Text under study -
By the similar mean-field theory, we can obtain the expression of T_C for FIM semiconductors La(Fe, D)O₃. For simplicity, we only discuss the case of one impurity per unit cell without disorder, and only the nearest-neighbor coupling are considered.

The ratio of T_C and T_N is expressed as:

$$\begin{array}{ll}\frac{\;\;\;{T}_{{\rm{C}}}}{{T}_{{\rm{N}}}}\,=\,{t}_{0}\sqrt{\frac{a+\sqrt{{a}^{2}-b}}{8}},&\\ \quad\;\;{a}\,=\,\frac{1}{9}\left[6(6-{z}_{{\rm{AB}}}){t}_{{\rm{D}}}+{z}_{{\rm{AB}}}{z}_{{\rm{BA}}}+6(6-{z}_{{\rm{BA}}})\right],\\ \quad\;\;{b}\,=\,\frac{16}{9}{t}_{{\rm{D}}}(6-{z}_{{\rm{AB}}})(6-{z}_{{\rm{BA}}}),\\ \quad\,{t}_{0}\,=\,\frac{{J}_{1}}{{J}_{0}}\frac{S(S+1)}{{S}_{0}({S}_{0}+1)},{t}_{{\rm{D}}}={\left(\frac{{J}_{2}}{{J}_{1}}\right)}^{2}\frac{{S}_{{\rm{D}}}({S}_{{\rm{D}}}+1)}{S(S+1)},\end{array}$$

(3)

where J₀, J₁ are the nearest-neighbor coupling constants of Fe–Fe in LaFeO₃ and La(Fe, D)O₃, respectively, J₂ is the nearest-neighbor coupling constants between Fe and D in La(Fe, D)O₃. S₀, S are the magnetic moments of Fe in LaFeO₃ and La(Fe, D)O₃, respectively, and S_D is the magnetic moment of D in La(Fe, D)O₃, z_ij is the coordination number of the site j near the site i. Supposing dopants at spin down sites, sublattice A mean Fe atoms spin up with nearest-neighbor impurities, sublattice B mean Fe atoms spin down without nearest-neighbor impurities, respectively. Here t₀ describes the ratio of Fe–Fe couplings in La(Fe, D)O₃ and LaFeO₃, t_D describes the ratio of Fe–D coupling and Fe–Fe coupling in La(Fe, D)O₃. See detailed information in Supplementary Sections 12 and 13 in Supplemental Material.

For case of 1/4 doping, the coordination number is z_AB = 4, z_BA = 6. For the case of 1/8 doping, the coordination number is z_AB = 4, z_BA = 4. Take these parameters and coupling constant and magnetic moment from DFT into Eq. (3), we obtain the ratio of T_C/T_N for La(Fe_0.75D_0.25)O₃ and La(Fe_0.875D_0.125)O₃, as shown in Fig. 6a, b, respectively. The ratio of T_C/T_N obtained by Eq. (3) with the mean-field approximation (MFA) and numerical calculations (DFT + MC) shown in Fig. 4 are in a good agreement. Thus, we note that it is possible to understand the effect of doping on T_C in FIM semiconductors La(Fe, D)O₃ by Eq. (3) of the conventional mean-field theory.

Fig. 6: The ratio of T_C for La(Fe_1−xD_x)O₃ and T_N of LaFeO₃.

For T_N of LaFeO₃ and T_C of La(Fe_1−xD_x)O₃, the ratio of T_C/T_N for a x = 0.25 and b x = 0.125. The impurity D is taken as 3d and 4d transition metal elements. The numerical results (DFT+MC) are taken from Fig. 4b, d. The mean-field approximation results are obtained by Eq. (3).

Work instructions - Please reproduce everything in the mean-field passage above from "For case of" down to "T_N of LaFeO₃.", word for word.

Entries supplied -
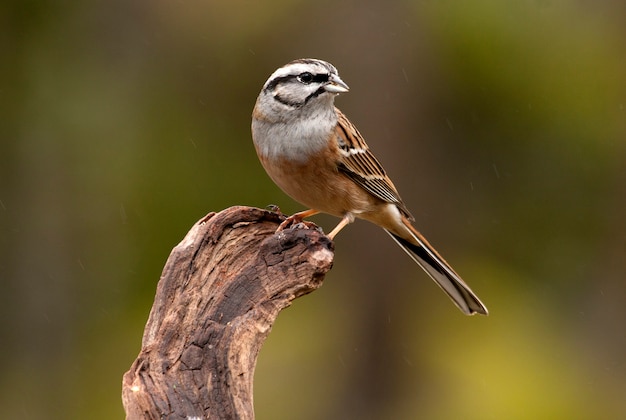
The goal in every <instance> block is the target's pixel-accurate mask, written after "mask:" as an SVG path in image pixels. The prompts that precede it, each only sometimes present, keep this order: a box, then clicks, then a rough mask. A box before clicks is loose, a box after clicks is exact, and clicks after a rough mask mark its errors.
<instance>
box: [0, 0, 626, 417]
mask: <svg viewBox="0 0 626 420" xmlns="http://www.w3.org/2000/svg"><path fill="white" fill-rule="evenodd" d="M625 21H626V7H625V6H624V3H623V2H618V1H613V2H611V1H599V2H587V1H583V0H579V1H569V2H565V1H557V0H554V1H553V0H536V1H523V2H519V1H517V2H514V1H499V0H473V1H470V0H463V1H435V0H432V1H430V0H427V1H418V0H410V1H372V0H369V1H356V0H349V1H320V2H304V1H281V0H274V1H266V2H260V1H251V0H248V1H245V0H231V1H228V2H226V1H206V0H205V1H193V0H192V1H183V0H181V1H161V0H157V1H138V0H133V1H122V0H113V1H95V0H92V1H83V2H67V1H49V0H48V1H37V0H28V1H24V0H9V1H5V2H3V5H2V6H0V50H1V51H2V60H0V109H1V114H0V115H1V120H0V282H1V283H0V284H1V286H2V292H1V293H0V299H1V300H0V342H1V344H0V371H1V372H2V374H1V375H0V407H2V409H1V413H2V414H1V416H2V417H3V418H7V419H8V418H20V419H44V418H45V419H67V418H89V419H112V418H120V417H122V416H123V410H122V405H121V399H120V392H121V391H120V390H121V378H122V374H123V373H124V372H125V371H126V370H127V369H128V368H129V366H130V364H131V362H132V361H133V360H134V358H135V356H136V355H137V353H138V351H139V347H140V340H141V335H142V332H143V326H144V324H145V322H146V319H147V316H148V312H149V310H150V307H151V305H152V298H153V296H154V292H155V287H156V283H157V281H158V279H159V275H160V272H161V269H162V267H163V265H164V263H165V260H166V258H167V256H168V254H169V252H170V250H171V248H172V247H173V246H174V245H176V244H177V243H178V241H180V240H181V239H182V238H183V236H184V235H185V233H186V232H187V231H188V230H189V228H190V227H191V226H192V224H193V223H194V222H196V221H197V220H198V219H200V218H201V217H202V216H204V215H205V214H206V213H207V212H209V211H219V210H221V209H224V208H226V207H229V206H232V205H239V204H242V205H253V206H258V207H264V206H265V205H267V204H270V203H272V204H278V205H280V207H281V208H282V209H283V211H285V212H293V211H296V210H299V209H301V206H299V205H298V204H296V203H294V202H293V201H292V200H290V199H289V198H288V197H286V196H285V195H283V194H282V193H281V192H280V191H279V190H278V188H277V187H275V186H274V185H273V184H272V182H271V181H270V180H269V178H268V177H267V176H266V175H265V174H264V172H263V169H262V168H261V166H260V164H259V163H258V162H257V158H256V155H255V153H254V149H253V147H252V143H251V138H250V133H249V125H250V114H251V109H252V106H253V105H254V101H255V98H256V96H257V94H258V92H259V90H260V88H261V86H262V84H263V83H264V82H265V80H266V78H267V77H268V75H269V74H270V73H271V72H273V71H274V70H275V69H276V68H277V67H279V66H281V65H283V64H285V63H286V62H288V61H290V60H292V59H295V58H301V57H316V58H321V59H325V60H328V61H330V62H332V63H333V64H334V65H335V66H336V67H337V68H338V69H339V71H340V74H341V76H342V78H343V79H344V80H345V81H346V82H347V83H348V84H349V85H350V87H351V91H350V93H348V94H345V95H342V96H341V97H339V98H338V100H337V104H338V106H339V107H340V108H341V109H342V110H343V111H344V112H345V113H346V114H348V116H349V117H350V119H351V120H352V121H353V122H354V123H355V124H356V125H357V126H358V127H359V129H360V130H361V132H362V133H363V135H364V136H365V137H366V139H367V140H368V143H369V144H370V146H371V147H372V149H373V150H374V151H375V153H376V154H377V155H378V157H379V158H380V160H381V161H382V162H383V164H384V165H385V167H386V168H387V170H388V172H389V173H390V175H391V176H392V178H393V179H394V180H395V183H396V185H397V187H398V188H399V190H400V192H401V193H402V195H403V198H404V199H405V201H406V202H407V204H408V206H409V208H411V209H412V212H413V213H414V215H415V216H416V218H417V226H418V227H419V228H420V229H421V230H422V231H423V232H424V233H425V235H426V236H427V237H428V238H429V239H430V240H431V241H432V242H433V243H434V244H435V246H436V247H437V248H438V249H439V250H440V252H441V253H442V254H443V255H444V256H445V257H446V258H447V259H448V261H449V262H451V263H452V265H453V266H454V267H455V268H456V270H457V271H458V272H459V273H461V274H462V275H463V277H464V278H465V279H466V281H467V282H468V283H469V284H470V285H471V286H472V288H473V289H474V290H475V291H476V292H477V293H478V295H479V296H480V297H481V298H482V300H483V301H484V302H485V303H486V305H487V306H488V308H489V309H490V311H491V315H490V316H489V317H487V318H484V317H474V318H467V317H465V316H463V315H462V314H461V313H460V312H459V311H458V310H457V309H456V308H455V307H454V306H453V305H452V304H451V302H450V301H449V300H448V298H447V297H446V296H445V295H444V294H443V293H441V291H440V290H438V288H437V287H436V286H435V285H434V284H433V283H432V281H430V280H429V279H428V278H427V277H426V275H425V274H424V273H422V272H421V271H420V270H419V269H418V268H417V267H415V266H414V265H413V263H412V262H411V261H410V259H409V258H408V257H407V256H406V255H404V253H403V252H402V251H401V250H400V249H399V248H397V247H396V246H395V245H394V243H393V242H392V241H391V240H389V238H387V236H386V235H385V234H384V232H382V231H380V230H379V229H377V228H375V227H374V226H371V225H368V224H367V223H365V222H357V223H355V224H354V225H352V226H350V227H349V228H348V229H346V230H344V232H342V234H341V235H339V237H338V238H337V241H336V256H335V257H336V259H335V267H334V269H333V270H332V271H331V273H330V274H329V275H328V276H327V278H326V281H325V284H324V287H322V289H320V290H319V291H317V292H315V293H314V294H312V295H309V296H306V297H304V298H303V299H300V300H298V301H297V302H296V303H295V304H294V305H293V306H292V307H291V308H289V309H288V310H286V311H284V312H283V313H282V314H281V316H280V318H279V320H278V323H277V324H276V325H275V328H274V330H273V332H272V334H271V335H270V337H269V339H268V341H267V343H266V345H265V347H264V348H263V351H262V353H261V355H260V359H259V364H258V366H257V372H256V378H255V406H256V411H257V418H258V419H260V420H263V419H304V420H313V419H414V418H427V419H476V420H478V419H481V420H482V419H503V418H506V419H557V418H559V419H565V418H567V419H588V418H594V419H617V418H626V398H625V395H626V394H625V389H626V328H625V327H624V323H625V321H626V278H625V277H626V221H625V220H626V218H625V216H624V215H625V214H626V194H625V192H626V147H625V140H626V109H625V107H626V27H625V26H624V22H625ZM315 220H316V221H317V222H318V223H320V224H321V225H322V226H323V227H324V228H325V229H326V230H327V231H328V230H329V229H331V228H332V227H333V226H334V223H336V220H333V219H332V218H330V217H325V216H322V217H319V218H316V219H315Z"/></svg>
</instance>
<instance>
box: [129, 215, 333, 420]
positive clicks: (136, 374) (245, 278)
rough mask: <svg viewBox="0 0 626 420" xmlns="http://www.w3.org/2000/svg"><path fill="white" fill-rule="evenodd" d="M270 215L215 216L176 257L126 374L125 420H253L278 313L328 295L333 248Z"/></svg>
mask: <svg viewBox="0 0 626 420" xmlns="http://www.w3.org/2000/svg"><path fill="white" fill-rule="evenodd" d="M282 220H284V217H283V216H281V215H279V214H277V213H274V212H270V211H265V210H260V209H255V208H249V207H232V208H229V209H227V210H224V211H222V212H220V213H217V214H216V213H211V214H209V215H207V216H206V217H205V218H204V219H202V220H201V221H200V222H198V223H197V224H196V225H194V227H193V228H192V229H191V230H190V231H189V233H188V234H187V236H186V237H185V238H184V239H183V241H182V242H181V243H180V244H178V246H176V247H175V248H174V249H173V250H172V253H171V254H170V256H169V258H168V260H167V263H166V265H165V268H164V269H163V274H162V275H161V279H160V281H159V284H158V286H157V292H156V297H155V300H154V305H153V307H152V310H151V312H150V317H149V319H148V323H147V324H146V328H145V331H144V335H143V341H142V346H141V351H140V353H139V356H137V359H136V360H135V362H134V363H133V364H132V366H131V368H130V370H129V371H128V372H126V373H125V374H124V378H123V385H122V387H123V389H122V400H123V403H124V408H125V410H126V416H127V419H131V420H134V419H169V418H176V419H188V418H194V417H196V418H199V419H209V418H210V419H254V410H253V398H252V382H253V379H254V368H255V366H256V360H257V356H258V353H259V350H260V349H261V346H262V345H263V342H264V341H265V339H266V337H267V336H268V334H269V332H270V330H271V328H272V325H273V324H274V321H275V320H276V317H277V316H278V313H279V312H280V311H281V310H282V309H284V308H286V307H288V306H289V305H291V302H292V301H293V300H294V299H296V298H298V297H299V296H302V295H305V294H307V293H310V292H312V291H314V290H315V289H317V288H318V287H320V286H321V284H322V281H323V279H324V275H325V274H326V273H327V272H328V270H330V268H331V267H332V262H333V244H332V242H331V241H330V240H329V239H328V238H327V237H326V236H324V234H323V233H321V232H320V231H318V230H317V229H310V228H306V226H305V227H304V228H300V229H298V228H295V229H286V230H284V231H282V232H279V233H277V234H275V233H274V232H275V231H276V228H277V226H278V224H279V223H280V222H281V221H282Z"/></svg>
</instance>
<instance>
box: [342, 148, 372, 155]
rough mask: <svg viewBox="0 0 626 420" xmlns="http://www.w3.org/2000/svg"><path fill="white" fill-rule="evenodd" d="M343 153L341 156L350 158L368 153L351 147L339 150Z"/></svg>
mask: <svg viewBox="0 0 626 420" xmlns="http://www.w3.org/2000/svg"><path fill="white" fill-rule="evenodd" d="M339 150H340V151H341V154H342V155H344V156H346V157H348V156H353V155H358V154H360V153H367V149H357V148H354V147H351V148H349V149H343V148H340V149H339Z"/></svg>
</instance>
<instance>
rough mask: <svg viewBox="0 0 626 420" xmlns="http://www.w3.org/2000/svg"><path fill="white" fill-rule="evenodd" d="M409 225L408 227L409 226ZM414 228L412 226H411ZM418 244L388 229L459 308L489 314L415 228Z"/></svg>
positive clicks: (476, 298)
mask: <svg viewBox="0 0 626 420" xmlns="http://www.w3.org/2000/svg"><path fill="white" fill-rule="evenodd" d="M409 226H410V225H408V226H407V227H409ZM410 228H412V226H410ZM410 231H411V236H412V237H413V239H414V240H415V242H416V244H414V243H412V242H410V241H409V240H407V239H404V238H401V237H400V236H398V235H396V234H394V233H391V232H389V231H386V232H387V233H388V234H389V235H390V236H391V237H392V238H393V239H394V240H395V241H396V243H397V244H398V245H400V247H401V248H402V249H404V250H405V251H406V253H407V254H409V256H410V257H411V258H412V259H413V261H415V262H416V263H417V264H418V265H419V266H420V267H422V268H423V269H424V271H426V273H427V274H428V275H429V276H430V277H431V278H432V279H433V280H434V281H435V283H437V285H439V287H441V289H442V290H443V291H444V292H446V294H447V295H448V296H450V298H451V299H452V301H453V302H454V303H455V305H456V306H458V308H459V309H460V310H461V311H463V312H464V313H465V314H466V315H474V314H476V313H478V314H482V315H487V314H488V311H487V308H486V307H485V305H483V303H482V302H481V301H480V299H478V297H477V296H476V295H475V294H474V292H472V289H470V288H469V286H468V285H467V284H465V282H464V281H463V280H462V279H461V277H459V275H458V274H456V273H455V272H454V270H453V269H452V267H450V266H449V265H448V263H446V261H445V260H444V259H443V258H442V257H441V256H440V255H439V254H438V253H437V251H435V249H434V248H433V247H432V246H431V245H430V244H429V243H428V241H426V239H425V238H424V237H422V236H421V235H420V234H419V233H418V232H414V229H410Z"/></svg>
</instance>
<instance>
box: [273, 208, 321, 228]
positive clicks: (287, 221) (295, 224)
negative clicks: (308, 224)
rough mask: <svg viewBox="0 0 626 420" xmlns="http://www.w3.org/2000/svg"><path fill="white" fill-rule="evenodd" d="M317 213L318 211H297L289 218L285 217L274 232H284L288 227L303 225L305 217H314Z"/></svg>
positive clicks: (318, 211)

Exercise result -
For case of 1/4 doping, the coordination number is z_AB = 4, z_BA = 6. For the case of 1/8 doping, the coordination number is z_AB = 4, z_BA = 4. Take these parameters and coupling constant and magnetic moment from DFT into Eq. (3), we obtain the ratio of T_C/T_N for La(Fe_0.75D_0.25)O₃ and La(Fe_0.875D_0.125)O₃, as shown in Fig. 6a, b, respectively. The ratio of T_C/T_N obtained by Eq. (3) with the mean-field approximation (MFA) and numerical calculations (DFT + MC) shown in Fig. 4 are in a good agreement. Thus, we note that it is possible to understand the effect of doping on T_C in FIM semiconductors La(Fe, D)O₃ by Eq. (3) of the conventional mean-field theory.

Fig. 6: The ratio of T_C for La(Fe_1−xD_x)O₃ and T_N of LaFeO₃.